◆ **WORK TO BE COMPLETED**
Each entry is to be retyped exactly as it appears, and each image is to be dropped.

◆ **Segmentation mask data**
※ ※ ※

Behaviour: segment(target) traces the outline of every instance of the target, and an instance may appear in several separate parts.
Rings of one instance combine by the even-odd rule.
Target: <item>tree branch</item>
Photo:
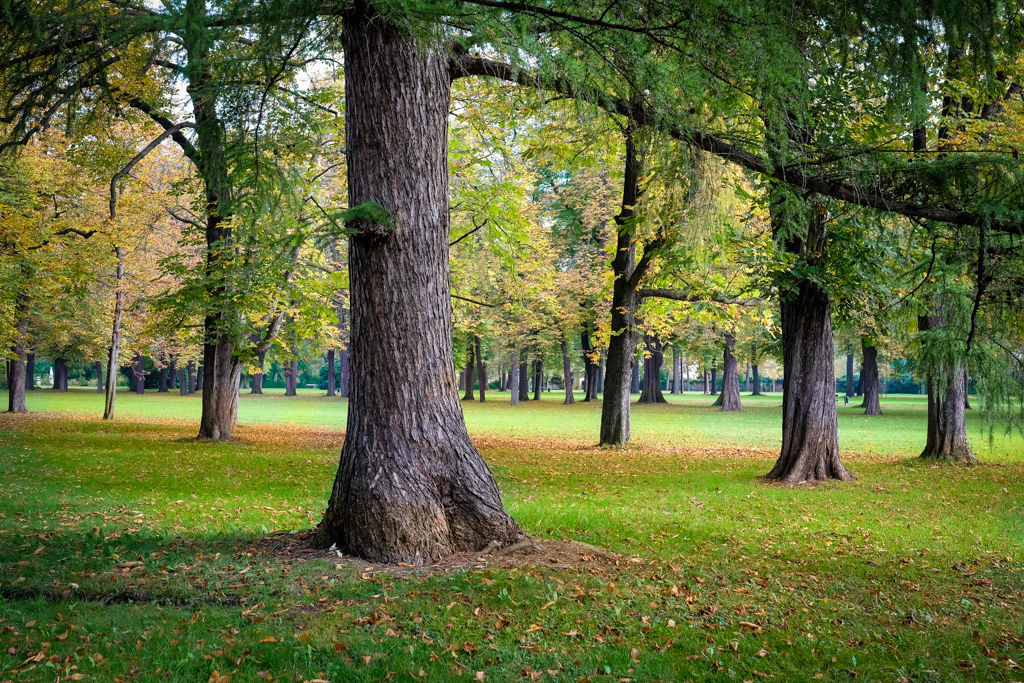
[[[170,128],[165,128],[164,132],[160,133],[160,135],[156,136],[148,145],[143,147],[138,154],[132,157],[132,160],[129,161],[124,168],[110,178],[110,220],[114,220],[117,217],[117,181],[131,173],[136,164],[145,159],[150,152],[156,149],[157,146],[159,146],[159,144],[168,137],[174,135],[182,128],[195,127],[196,124],[191,121],[182,121],[181,123],[174,124]]]
[[[473,221],[473,229],[472,229],[472,230],[470,230],[469,232],[467,232],[467,233],[466,233],[465,235],[463,235],[462,237],[458,238],[457,240],[455,240],[455,241],[453,241],[453,242],[449,242],[449,243],[448,243],[448,247],[449,247],[449,248],[451,248],[451,247],[454,247],[454,246],[455,246],[456,244],[458,244],[458,243],[459,243],[459,242],[461,242],[462,240],[466,239],[467,237],[469,237],[470,235],[472,235],[472,234],[473,234],[474,232],[476,232],[476,231],[477,231],[477,230],[479,230],[480,228],[484,227],[485,225],[487,225],[487,219],[486,219],[486,218],[484,219],[484,222],[483,222],[483,223],[481,223],[480,225],[477,225],[477,224],[476,224],[476,221]]]
[[[657,298],[657,299],[672,299],[673,301],[684,301],[687,303],[715,303],[715,304],[736,304],[737,306],[758,306],[768,301],[768,299],[756,298],[756,299],[738,299],[721,294],[712,294],[710,296],[701,296],[697,294],[688,294],[678,289],[662,289],[660,287],[651,287],[646,289],[637,290],[637,296],[640,298]]]

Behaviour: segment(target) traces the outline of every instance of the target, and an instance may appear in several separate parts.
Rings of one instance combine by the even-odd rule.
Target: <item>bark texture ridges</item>
[[[351,398],[317,543],[413,564],[514,543],[452,372],[447,60],[359,2],[342,38],[349,205],[393,226],[350,242]]]
[[[736,336],[726,332],[722,342],[722,393],[714,405],[721,406],[723,411],[735,412],[743,410],[740,401],[740,377],[736,365]]]
[[[864,364],[860,369],[860,385],[864,393],[865,415],[881,415],[882,406],[878,400],[878,347],[867,337],[861,337],[861,353]]]
[[[665,345],[656,335],[644,335],[644,388],[637,403],[668,403],[661,391],[661,366],[665,362]]]
[[[939,302],[932,315],[918,319],[918,329],[939,330],[946,322]],[[957,359],[943,362],[928,373],[928,437],[921,451],[925,460],[964,464],[978,461],[967,440],[963,372],[963,362]]]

※ ※ ※

◆ **RESULT**
Behaviour: segment(target) traces the outline of every instance of the target, and an instance may appear in several separate parts.
Rings of one instance combine by the even-odd rule.
Target: <item>tree branch</item>
Photo:
[[[170,128],[165,128],[164,132],[160,133],[160,135],[156,136],[148,145],[143,147],[138,154],[132,157],[132,160],[129,161],[124,168],[110,178],[110,220],[114,220],[117,217],[117,181],[131,173],[136,164],[145,159],[150,152],[156,149],[157,146],[159,146],[159,144],[168,137],[174,135],[182,128],[195,127],[196,124],[191,121],[182,121],[181,123],[174,124]]]
[[[473,221],[473,229],[472,229],[472,230],[470,230],[469,232],[467,232],[467,233],[466,233],[465,235],[463,235],[462,237],[458,238],[457,240],[455,240],[455,241],[453,241],[453,242],[449,242],[449,243],[448,243],[448,247],[449,247],[449,248],[451,248],[451,247],[454,247],[454,246],[455,246],[456,244],[458,244],[458,243],[459,243],[459,242],[461,242],[462,240],[466,239],[467,237],[469,237],[470,235],[472,235],[472,234],[473,234],[474,232],[476,232],[476,231],[477,231],[477,230],[479,230],[480,228],[484,227],[485,225],[487,225],[487,219],[486,219],[486,218],[484,219],[484,222],[483,222],[483,223],[481,223],[480,225],[477,225],[477,224],[476,224],[476,221]]]
[[[657,298],[657,299],[672,299],[673,301],[684,301],[687,303],[715,303],[715,304],[736,304],[737,306],[758,306],[768,301],[768,299],[756,298],[756,299],[738,299],[721,294],[712,294],[710,296],[701,296],[697,294],[688,294],[678,289],[662,289],[660,287],[651,287],[646,289],[637,290],[637,296],[640,298]]]

Behaviour: segment(target) traces the outline of every instance of the target, and an instance may appear in several separate parts.
Rings of one instance combine by the even-odd rule.
Target: <item>bark texture ridges</item>
[[[351,398],[317,543],[413,564],[514,543],[452,372],[447,60],[359,2],[342,38],[349,205],[393,226],[350,242]]]
[[[736,336],[726,332],[722,342],[722,393],[714,405],[721,406],[723,411],[735,412],[743,410],[740,401],[740,377],[736,365]]]
[[[864,364],[860,369],[860,385],[864,393],[865,415],[881,415],[882,406],[878,400],[878,347],[867,337],[861,337],[861,353]]]
[[[665,345],[656,335],[644,335],[644,388],[637,403],[668,403],[661,391],[661,366],[665,362]]]
[[[939,302],[932,315],[918,319],[918,329],[939,330],[946,322]],[[957,359],[943,362],[928,373],[928,437],[921,451],[925,460],[964,464],[978,461],[967,440],[963,372],[963,362]]]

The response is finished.